◆ **A TAREFA**:
Por favor, retome o texto sobre a enzima IDO na gravidez e continue-o a partir da última frase.

◆ **TEXTO DE ESTUDO**:
_ _ _ _
Parece que uma enzima, chamada indoleamina 2,3 dioxigenase (IDO), participa na complexa tarefa de minimizar a ação do sistema de defesa contra o feto durante a gravidez.
A nova informação pode ajudar médicos a entender como tratar melhor mulheres que tiveram vários abortos espontâneos, além de dar uma maior compreensão sobre a rejeição de órgãos transplantados, segundo um estudo publicado em janeiro na revista "Nature Immunology". "Mamíferos apresentam um intrigante paradoxo imunológico", disse Andrew Mellor, do Instituto de Medicina Molecular e Genética da Faculdade de Medicina da Geórgia, nos EUA.
"O feto deveria ser rejeitado pelo sistema imunológico da mãe, pois ele herda genes do pai que codificam proteínas que deveriam ser reconhecidas como estranhas pelo sistema de defesa da mãe", explicou Mellor. "Isso sugere que, durante a evolução, os mamíferos desenvolveram mecanismos que protegem o feto da resposta imunológica materna."
_ _ _ _
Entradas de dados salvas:
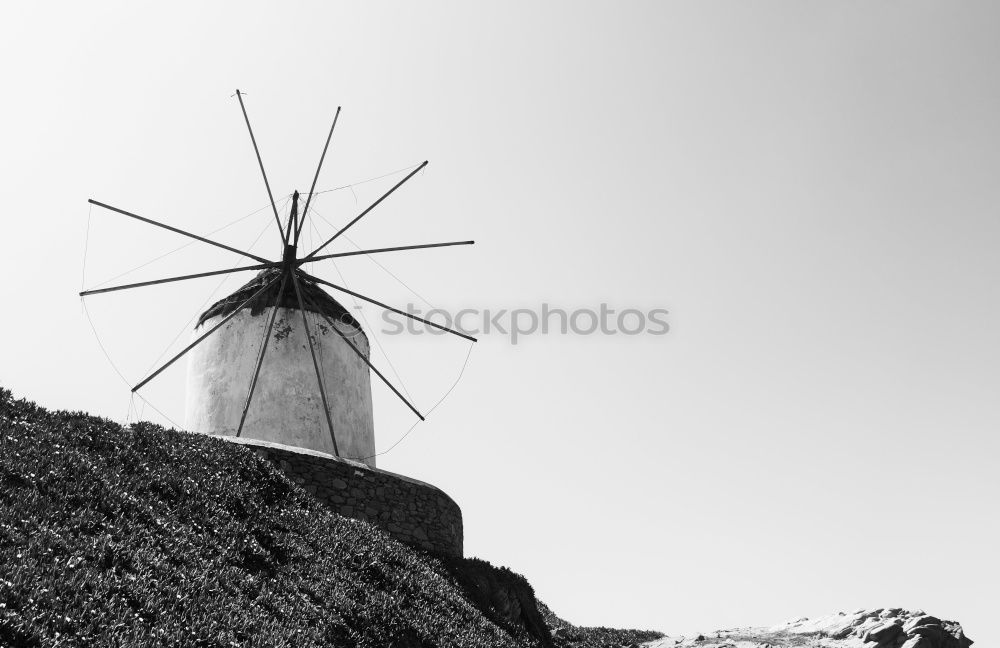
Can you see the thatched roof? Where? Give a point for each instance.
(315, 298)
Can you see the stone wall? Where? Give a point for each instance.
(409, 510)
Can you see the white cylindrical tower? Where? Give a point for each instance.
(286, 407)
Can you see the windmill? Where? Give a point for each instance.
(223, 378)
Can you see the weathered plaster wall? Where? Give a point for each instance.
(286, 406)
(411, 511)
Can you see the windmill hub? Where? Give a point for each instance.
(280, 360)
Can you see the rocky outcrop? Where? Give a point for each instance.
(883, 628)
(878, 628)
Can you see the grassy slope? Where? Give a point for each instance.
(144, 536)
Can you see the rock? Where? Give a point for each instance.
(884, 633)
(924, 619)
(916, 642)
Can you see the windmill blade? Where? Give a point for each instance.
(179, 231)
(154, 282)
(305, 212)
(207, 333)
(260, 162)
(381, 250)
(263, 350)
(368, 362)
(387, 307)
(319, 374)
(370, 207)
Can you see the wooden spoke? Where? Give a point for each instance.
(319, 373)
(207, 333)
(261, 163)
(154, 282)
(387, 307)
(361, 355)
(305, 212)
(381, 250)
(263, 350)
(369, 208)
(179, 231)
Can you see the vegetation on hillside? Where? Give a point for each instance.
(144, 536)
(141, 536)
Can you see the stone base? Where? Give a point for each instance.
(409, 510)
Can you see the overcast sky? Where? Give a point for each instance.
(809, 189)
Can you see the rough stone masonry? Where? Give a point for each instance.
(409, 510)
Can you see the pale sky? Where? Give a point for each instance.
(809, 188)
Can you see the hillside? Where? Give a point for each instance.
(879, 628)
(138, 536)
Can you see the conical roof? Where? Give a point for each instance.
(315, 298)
_ _ _ _
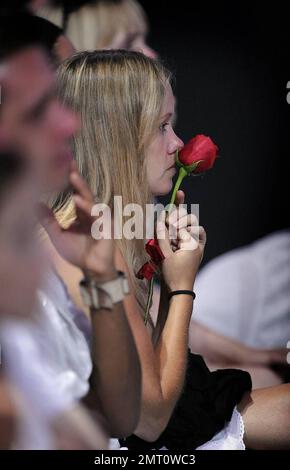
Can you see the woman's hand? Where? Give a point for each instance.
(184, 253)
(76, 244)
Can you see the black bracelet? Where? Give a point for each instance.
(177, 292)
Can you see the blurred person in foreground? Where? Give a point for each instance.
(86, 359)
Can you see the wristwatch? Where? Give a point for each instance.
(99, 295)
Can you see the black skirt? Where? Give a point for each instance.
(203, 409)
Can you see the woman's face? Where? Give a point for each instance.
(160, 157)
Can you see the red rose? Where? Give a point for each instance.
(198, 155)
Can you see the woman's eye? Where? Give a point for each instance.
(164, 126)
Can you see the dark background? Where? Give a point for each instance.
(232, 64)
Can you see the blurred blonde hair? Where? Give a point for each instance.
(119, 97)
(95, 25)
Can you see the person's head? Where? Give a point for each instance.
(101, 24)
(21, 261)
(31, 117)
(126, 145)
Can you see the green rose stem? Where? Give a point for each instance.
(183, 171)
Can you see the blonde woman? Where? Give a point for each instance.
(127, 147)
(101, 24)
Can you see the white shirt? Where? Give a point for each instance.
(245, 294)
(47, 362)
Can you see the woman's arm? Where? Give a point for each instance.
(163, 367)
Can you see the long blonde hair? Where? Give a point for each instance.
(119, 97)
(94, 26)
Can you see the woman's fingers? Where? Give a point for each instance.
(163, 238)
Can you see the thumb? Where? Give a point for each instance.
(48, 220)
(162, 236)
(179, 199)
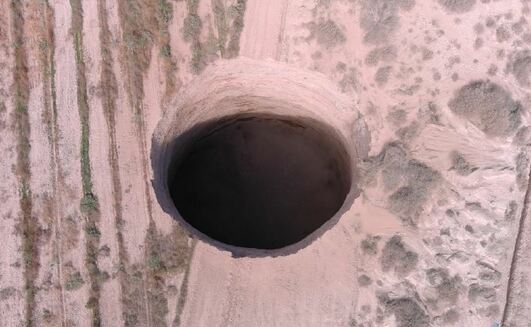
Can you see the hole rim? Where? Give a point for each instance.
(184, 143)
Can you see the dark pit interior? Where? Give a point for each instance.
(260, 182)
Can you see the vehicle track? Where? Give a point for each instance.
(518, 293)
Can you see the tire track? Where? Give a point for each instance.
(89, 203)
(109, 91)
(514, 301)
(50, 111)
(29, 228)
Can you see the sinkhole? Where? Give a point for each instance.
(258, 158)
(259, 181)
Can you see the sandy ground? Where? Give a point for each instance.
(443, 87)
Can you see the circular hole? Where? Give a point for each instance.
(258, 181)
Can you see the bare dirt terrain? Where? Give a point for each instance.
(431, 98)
_ _ _ _
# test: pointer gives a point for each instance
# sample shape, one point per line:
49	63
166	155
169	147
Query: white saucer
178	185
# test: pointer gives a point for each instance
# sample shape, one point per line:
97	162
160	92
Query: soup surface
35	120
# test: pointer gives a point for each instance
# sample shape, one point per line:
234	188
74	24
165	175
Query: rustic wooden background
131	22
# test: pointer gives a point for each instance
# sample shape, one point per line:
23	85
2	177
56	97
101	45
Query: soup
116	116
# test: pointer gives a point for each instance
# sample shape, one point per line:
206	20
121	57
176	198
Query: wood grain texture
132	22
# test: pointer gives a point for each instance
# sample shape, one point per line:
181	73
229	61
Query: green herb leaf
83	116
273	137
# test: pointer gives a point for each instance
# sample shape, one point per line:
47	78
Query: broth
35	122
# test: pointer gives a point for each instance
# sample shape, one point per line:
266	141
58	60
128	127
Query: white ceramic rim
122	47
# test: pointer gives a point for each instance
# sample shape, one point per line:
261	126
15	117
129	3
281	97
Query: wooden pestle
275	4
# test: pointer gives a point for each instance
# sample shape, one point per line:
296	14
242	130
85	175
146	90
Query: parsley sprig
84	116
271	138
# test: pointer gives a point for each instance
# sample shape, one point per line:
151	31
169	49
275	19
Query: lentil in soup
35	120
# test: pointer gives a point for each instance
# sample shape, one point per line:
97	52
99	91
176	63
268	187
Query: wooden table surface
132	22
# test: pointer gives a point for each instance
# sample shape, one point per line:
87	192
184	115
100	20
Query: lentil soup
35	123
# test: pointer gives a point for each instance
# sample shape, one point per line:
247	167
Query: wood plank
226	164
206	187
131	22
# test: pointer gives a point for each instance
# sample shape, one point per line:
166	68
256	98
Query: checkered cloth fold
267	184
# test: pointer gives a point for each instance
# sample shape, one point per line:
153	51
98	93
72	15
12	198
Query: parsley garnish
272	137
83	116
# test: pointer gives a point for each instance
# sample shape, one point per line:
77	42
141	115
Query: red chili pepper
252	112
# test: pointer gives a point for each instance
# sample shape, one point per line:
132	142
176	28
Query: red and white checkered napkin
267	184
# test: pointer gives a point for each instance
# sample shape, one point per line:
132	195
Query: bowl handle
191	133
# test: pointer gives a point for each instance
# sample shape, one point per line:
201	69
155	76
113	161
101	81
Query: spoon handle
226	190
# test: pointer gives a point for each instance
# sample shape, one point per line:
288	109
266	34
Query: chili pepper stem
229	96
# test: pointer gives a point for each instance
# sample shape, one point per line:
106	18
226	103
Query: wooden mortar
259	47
_ _ _ _
◆ **ESPAÇO DA RESPOSTA**:
O IDO suprime o sistema de defesa que iria provocar inflamação e sangramento na região de contato entre a mãe e o feto -- a região onde os processos celulares e moleculares alimentam e protegem o feto em desenvolvimento. Mellor e colegas descobriram que ao inibir a enzima IDO em camundongas grávidas a gestação era interrompida. Os pesquisadores encontraram sinais de sangramento e inflamação, evidência de sistema imunológico ativo e de rejeição do feto.
E mais. Gravidez em que a mãe e o feto eram muito diferentes geneticamente foi interrompida mais cedo, mas gestações em que a mãe e o feto tinham o genoma muito parecido não foram afetada, independentemente da supressão da enzima IDO.
"Quanto maior a diferença (entre a mãe e o feto), maior o risco de o feto ser rejeitado em nossos modelos animais", afirmou Mellor. "Isso ocorre por causa das diferenças entre os genes maternos e paternos."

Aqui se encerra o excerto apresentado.